## About this task
No image is to be carried over; reproduce the rest of the listing word for word.

## Dataset entries
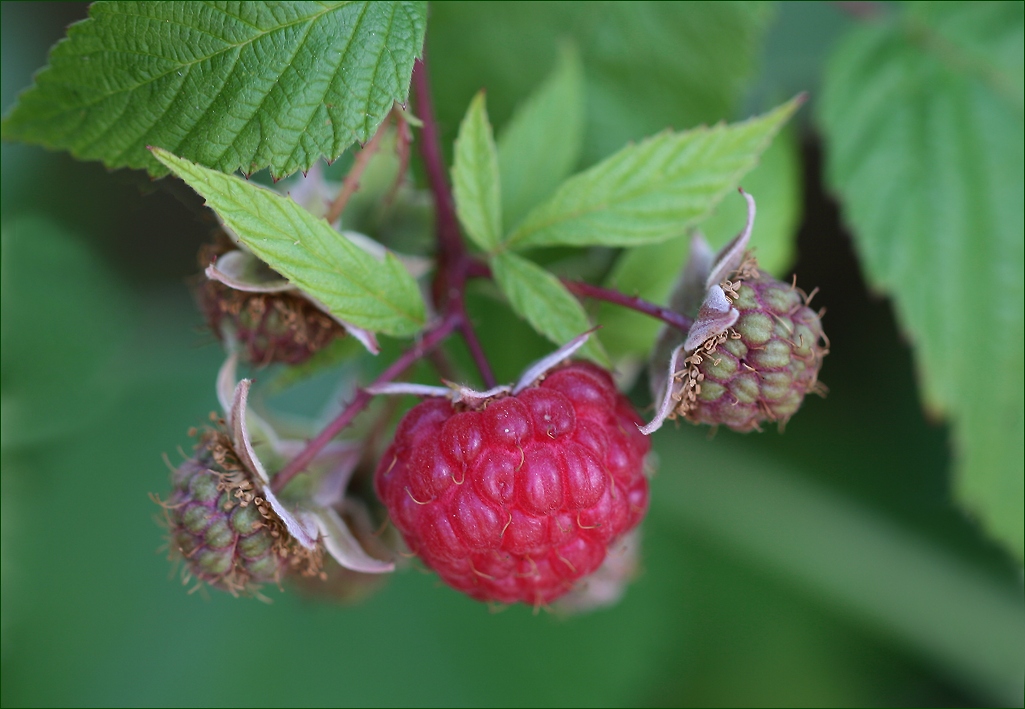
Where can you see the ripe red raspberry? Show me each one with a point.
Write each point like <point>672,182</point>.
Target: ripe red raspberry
<point>519,499</point>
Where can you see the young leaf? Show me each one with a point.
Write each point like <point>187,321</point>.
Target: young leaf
<point>378,295</point>
<point>775,182</point>
<point>541,144</point>
<point>653,191</point>
<point>923,113</point>
<point>538,297</point>
<point>228,85</point>
<point>475,177</point>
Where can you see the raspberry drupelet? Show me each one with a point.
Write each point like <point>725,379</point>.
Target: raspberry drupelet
<point>519,497</point>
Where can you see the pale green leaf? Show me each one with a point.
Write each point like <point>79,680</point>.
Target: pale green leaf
<point>648,272</point>
<point>653,191</point>
<point>651,270</point>
<point>538,297</point>
<point>377,295</point>
<point>648,66</point>
<point>475,177</point>
<point>924,120</point>
<point>228,85</point>
<point>775,183</point>
<point>541,144</point>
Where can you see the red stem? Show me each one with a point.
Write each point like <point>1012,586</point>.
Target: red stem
<point>453,261</point>
<point>682,323</point>
<point>429,340</point>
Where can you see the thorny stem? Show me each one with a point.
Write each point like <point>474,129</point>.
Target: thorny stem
<point>429,340</point>
<point>352,181</point>
<point>681,322</point>
<point>454,262</point>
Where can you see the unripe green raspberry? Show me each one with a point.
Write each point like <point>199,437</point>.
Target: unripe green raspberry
<point>272,327</point>
<point>761,368</point>
<point>224,533</point>
<point>752,350</point>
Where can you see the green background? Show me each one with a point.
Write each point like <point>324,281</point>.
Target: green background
<point>823,567</point>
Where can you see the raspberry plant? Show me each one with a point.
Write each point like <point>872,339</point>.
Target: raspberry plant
<point>300,281</point>
<point>285,277</point>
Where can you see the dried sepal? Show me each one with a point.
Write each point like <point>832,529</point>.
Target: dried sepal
<point>752,352</point>
<point>469,398</point>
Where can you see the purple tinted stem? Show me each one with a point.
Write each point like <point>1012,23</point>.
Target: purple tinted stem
<point>429,340</point>
<point>453,259</point>
<point>682,323</point>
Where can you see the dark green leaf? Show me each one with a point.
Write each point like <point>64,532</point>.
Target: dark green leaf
<point>380,296</point>
<point>541,144</point>
<point>923,113</point>
<point>228,85</point>
<point>538,297</point>
<point>475,177</point>
<point>653,191</point>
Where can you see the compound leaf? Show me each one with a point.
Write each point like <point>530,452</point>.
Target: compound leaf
<point>377,295</point>
<point>475,177</point>
<point>652,191</point>
<point>538,297</point>
<point>541,143</point>
<point>229,85</point>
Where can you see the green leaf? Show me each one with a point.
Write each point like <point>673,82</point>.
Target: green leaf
<point>538,297</point>
<point>923,113</point>
<point>355,286</point>
<point>541,144</point>
<point>775,183</point>
<point>651,270</point>
<point>475,177</point>
<point>648,66</point>
<point>653,191</point>
<point>648,272</point>
<point>228,85</point>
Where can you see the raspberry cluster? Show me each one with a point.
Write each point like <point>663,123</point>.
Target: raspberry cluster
<point>519,498</point>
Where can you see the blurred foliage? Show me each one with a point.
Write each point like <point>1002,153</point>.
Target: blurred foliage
<point>925,120</point>
<point>827,566</point>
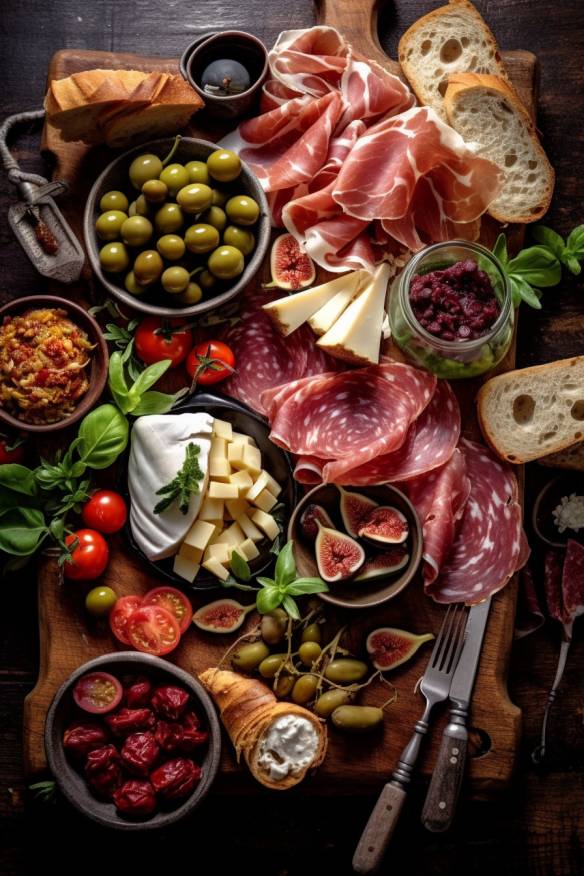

## Result below
Where can you see the ripe red raspberry? Show me each one with a point.
Write each point like <point>672,182</point>.
Target: ripe red raspberry
<point>519,499</point>
Where can you see the young leaf? Show me each one with a point.
Write each point like <point>187,321</point>.
Target: young leaf
<point>378,295</point>
<point>775,182</point>
<point>541,144</point>
<point>653,191</point>
<point>923,113</point>
<point>538,297</point>
<point>228,85</point>
<point>475,177</point>
Where can you see the raspberry drupelet? Show me each one with a point.
Write each point like <point>725,379</point>.
Target: raspberry drupelet
<point>519,497</point>
Where can you see the pale green leaf? Show me each one with a point.
Write each point like <point>79,680</point>.
Target: pale green leaf
<point>648,272</point>
<point>653,191</point>
<point>651,270</point>
<point>538,297</point>
<point>377,295</point>
<point>648,66</point>
<point>475,177</point>
<point>924,120</point>
<point>228,85</point>
<point>775,183</point>
<point>541,144</point>
Where can you see the red stem? Show me each one with a point.
Write each point like <point>1012,586</point>.
Target: red stem
<point>453,261</point>
<point>682,323</point>
<point>429,340</point>
Where can you see the thorny stem? Show me each one with a point.
Write each point like <point>474,129</point>.
Target: thorny stem
<point>429,340</point>
<point>352,181</point>
<point>681,322</point>
<point>454,262</point>
Where can you see the unripe green raspberry? Show me each one with a point.
Write each point like <point>199,437</point>.
Target: unripe green raspberry
<point>272,327</point>
<point>761,368</point>
<point>224,533</point>
<point>752,350</point>
Where can you see the green background? Show me each one with a point.
Write each point like <point>324,281</point>.
Target: green background
<point>823,567</point>
Where can you see the raspberry plant? Show me each one with a point.
Write each point like <point>872,339</point>.
Target: raspberry plant
<point>300,281</point>
<point>285,277</point>
Where can you see the dried sepal? Show me each one with a point.
Write each point like <point>832,529</point>.
Target: dried sepal
<point>752,352</point>
<point>469,398</point>
Where can you see the purple tinted stem? Show me each one with a point.
Write each point like <point>1012,23</point>.
Target: purple tinted stem
<point>429,340</point>
<point>453,259</point>
<point>682,323</point>
Where can you see the dark green leaf? Show me each one with a point.
Write each point like <point>64,532</point>.
Target: dark green leaf
<point>380,296</point>
<point>541,144</point>
<point>923,113</point>
<point>228,85</point>
<point>538,297</point>
<point>475,177</point>
<point>653,191</point>
Where can you see the compound leaf? Show me each one with a point.
Write each point like <point>530,452</point>.
Target: compound leaf
<point>377,295</point>
<point>475,177</point>
<point>652,191</point>
<point>538,297</point>
<point>541,143</point>
<point>229,85</point>
Where can you see the green leaf? Show me each one with a point.
Write each point like <point>673,82</point>.
Target: green leaf
<point>538,297</point>
<point>923,113</point>
<point>355,286</point>
<point>541,144</point>
<point>775,183</point>
<point>651,270</point>
<point>475,177</point>
<point>648,66</point>
<point>653,191</point>
<point>648,272</point>
<point>228,85</point>
Where can you see the raspberry cluster? Show me each one with a point.
Write each point like <point>663,123</point>.
Target: raspberry cluster
<point>519,498</point>
Where can you see the blurred foliage? Show me each one with a point.
Write each point like <point>1002,153</point>.
Target: blurred foliage
<point>925,120</point>
<point>827,566</point>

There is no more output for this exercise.